Natural language region descriptions:
##########

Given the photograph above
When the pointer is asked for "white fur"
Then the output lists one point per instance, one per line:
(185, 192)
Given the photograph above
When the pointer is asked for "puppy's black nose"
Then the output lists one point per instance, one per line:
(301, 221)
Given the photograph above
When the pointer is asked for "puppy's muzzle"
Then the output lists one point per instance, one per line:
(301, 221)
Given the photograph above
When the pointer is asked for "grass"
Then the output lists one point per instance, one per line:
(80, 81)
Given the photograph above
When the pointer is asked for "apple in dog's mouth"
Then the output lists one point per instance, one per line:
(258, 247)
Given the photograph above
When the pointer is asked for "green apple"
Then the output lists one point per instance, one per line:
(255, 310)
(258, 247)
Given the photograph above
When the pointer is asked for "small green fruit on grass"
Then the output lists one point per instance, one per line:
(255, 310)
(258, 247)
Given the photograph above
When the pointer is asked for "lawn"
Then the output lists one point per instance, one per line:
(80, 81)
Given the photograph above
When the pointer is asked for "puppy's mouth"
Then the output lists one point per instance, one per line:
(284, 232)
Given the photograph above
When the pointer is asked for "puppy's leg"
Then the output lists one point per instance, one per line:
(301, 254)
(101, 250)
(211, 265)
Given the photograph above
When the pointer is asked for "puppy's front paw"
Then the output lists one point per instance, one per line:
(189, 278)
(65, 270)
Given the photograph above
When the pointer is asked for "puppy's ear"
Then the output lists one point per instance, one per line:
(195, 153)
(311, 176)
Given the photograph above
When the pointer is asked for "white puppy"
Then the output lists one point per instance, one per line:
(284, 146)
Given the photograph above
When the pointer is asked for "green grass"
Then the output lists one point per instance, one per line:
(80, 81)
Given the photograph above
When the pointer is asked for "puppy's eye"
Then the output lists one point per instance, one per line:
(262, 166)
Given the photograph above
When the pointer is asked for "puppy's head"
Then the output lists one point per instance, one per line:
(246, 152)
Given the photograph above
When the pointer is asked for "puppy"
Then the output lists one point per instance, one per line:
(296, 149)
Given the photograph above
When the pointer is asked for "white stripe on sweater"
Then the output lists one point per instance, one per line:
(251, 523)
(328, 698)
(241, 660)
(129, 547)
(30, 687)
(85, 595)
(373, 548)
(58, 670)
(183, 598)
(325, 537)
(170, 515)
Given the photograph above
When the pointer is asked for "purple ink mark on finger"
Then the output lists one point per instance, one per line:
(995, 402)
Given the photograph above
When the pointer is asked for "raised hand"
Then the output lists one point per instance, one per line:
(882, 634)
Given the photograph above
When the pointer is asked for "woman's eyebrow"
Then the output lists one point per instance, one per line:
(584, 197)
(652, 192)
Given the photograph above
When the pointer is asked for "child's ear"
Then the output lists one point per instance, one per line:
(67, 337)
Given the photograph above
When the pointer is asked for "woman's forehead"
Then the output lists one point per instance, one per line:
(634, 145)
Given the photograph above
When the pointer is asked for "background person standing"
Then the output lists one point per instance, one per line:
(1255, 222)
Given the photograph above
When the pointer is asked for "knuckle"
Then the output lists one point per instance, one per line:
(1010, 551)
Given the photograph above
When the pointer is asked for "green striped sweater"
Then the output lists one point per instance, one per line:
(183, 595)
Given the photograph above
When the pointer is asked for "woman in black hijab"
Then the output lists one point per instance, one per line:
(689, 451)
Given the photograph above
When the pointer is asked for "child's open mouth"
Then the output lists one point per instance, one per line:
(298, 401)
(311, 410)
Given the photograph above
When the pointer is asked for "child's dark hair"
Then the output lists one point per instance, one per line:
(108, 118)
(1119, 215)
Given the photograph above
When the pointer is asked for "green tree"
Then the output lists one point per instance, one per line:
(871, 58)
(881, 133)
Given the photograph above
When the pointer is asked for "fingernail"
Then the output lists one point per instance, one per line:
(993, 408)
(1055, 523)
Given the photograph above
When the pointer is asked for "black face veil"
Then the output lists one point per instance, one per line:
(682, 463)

##########

**Problem statement:** What you need to do is repeat every record above exactly.

**Completed task:**
Given the photograph above
When the pointer is asked for "white fur"
Then the output lists one point per instance, one per line:
(185, 192)
Given the photograph above
When the pointer is asked for "puppy's black nose"
Then the output lists one point per instance, one per line:
(301, 221)
Given the photograph above
When the pointer is asked for "puppy's muzzle"
Then the output lists one point per instance, one per line:
(301, 221)
Given the photograph above
When the pointer is asked for "grass"
Then the output lists one point per instance, one per line:
(80, 81)
Given the photograph above
When the pointer is asked for "apple in dog's mouth"
Then the output lists one point per instance, one per line:
(258, 247)
Given the photograph above
When the pointer is asked for "green apple"
Then the output lists one point per instance, one per line:
(255, 310)
(258, 247)
Given the photograph above
When the pointer is asked for "small green fruit on grass"
Then the output lists one point per instance, one per line:
(255, 310)
(258, 247)
Given the photograph above
When the pointer is asked for "lawn"
Then the output lists one point per instance, one per line:
(80, 81)
Given the photograph above
When the pointer is asked for "puppy's mouth"
Then the output lists one point per instance, one per line:
(284, 232)
Given the photograph above
When the pointer is asked for "puppy's leg"
Then the output lists one point per instance, one per line:
(301, 254)
(101, 250)
(211, 265)
Given the photograph above
When the pointer is asked for "puppy's front paw"
Then the output lists one point per instance, one per line:
(189, 278)
(65, 270)
Given the photograph above
When the pointer is asked for "puppy's ear"
Then the output lists one point per instance, one per line:
(195, 153)
(311, 176)
Given the photograph above
When the pointer is asked for "white puppy"
Then the output lists one point per instance, one per line:
(284, 146)
Given the photograph above
When the pointer is asked for "green grass"
Then the output lists one point per instance, one per line:
(80, 81)
Given the photograph above
When the pointer is asked for "puppy's eye"
Then the output lists one point per instance, one per line:
(262, 166)
Given the photograph above
When the pointer is asked for "puppy's head"
Then the output lists one point per instance, one per line:
(246, 152)
Given the photograph above
When the pointer is asked for "puppy"
Then the output lists one point per instance, one per line:
(296, 149)
Given the photograph above
When the pointer is asked for "white stripe on sweater"
Then the output lists one point per instance, one per line:
(251, 523)
(328, 698)
(241, 660)
(129, 547)
(30, 687)
(85, 595)
(373, 548)
(58, 670)
(183, 598)
(325, 537)
(170, 515)
Given the photograph above
When the pointer is asked for "purple ink mark on finger"
Then the output lists one point per instance, one per line:
(995, 402)
Given the photograph above
When the pointer is asked for "raised hand"
Then the output lists one point per instance, one per line:
(882, 634)
Given the photograph above
When the pointer is asked for "woman's eyebrow"
Then the output lists one point per instance, one per line:
(584, 197)
(652, 192)
Given the photograph above
When the pointer is asked for "child's ear"
Then the output lists one point per instance, one per line:
(67, 337)
Given the photograph above
When the pointer is asked for "woman's forehead"
Then the output lists one point per instance, one per line:
(634, 145)
Given the photograph above
When the pointer is asked for "background person standing"
Then the output lists one point per instance, one per line:
(1255, 222)
Given the photograph above
When the pointer is asked for "knuckle"
Then the output lists one point per instance, one per line:
(1010, 551)
Given the photograph above
When the pointer is asked for "green striped sweater"
Then the output lists one point per instance, one per line:
(183, 595)
Given the photograph above
When the pointer is asked for "woman in black hijab"
Then the output lists one point per instance, one per line:
(689, 451)
Given the photograph above
When the pointer is asked for "child's open mouth"
Then the output lists one point per instance, one per line:
(298, 401)
(311, 410)
Given the photograph above
When the pointer is asked for "child's dark hair"
Then the output lists one point per instance, one per line:
(108, 118)
(1119, 215)
Given the photograph above
When the pointer is asked for "green tree"
Then the output lists one point per instance, one per line:
(871, 58)
(881, 133)
Given the photograph above
When the pointer is asked for "fingernail"
Then the output lists one point per instance, one per line:
(993, 408)
(1055, 523)
Given the photograph above
When the pointer is asked for "black face veil"
Then the output lists one point per instance, one per line:
(682, 463)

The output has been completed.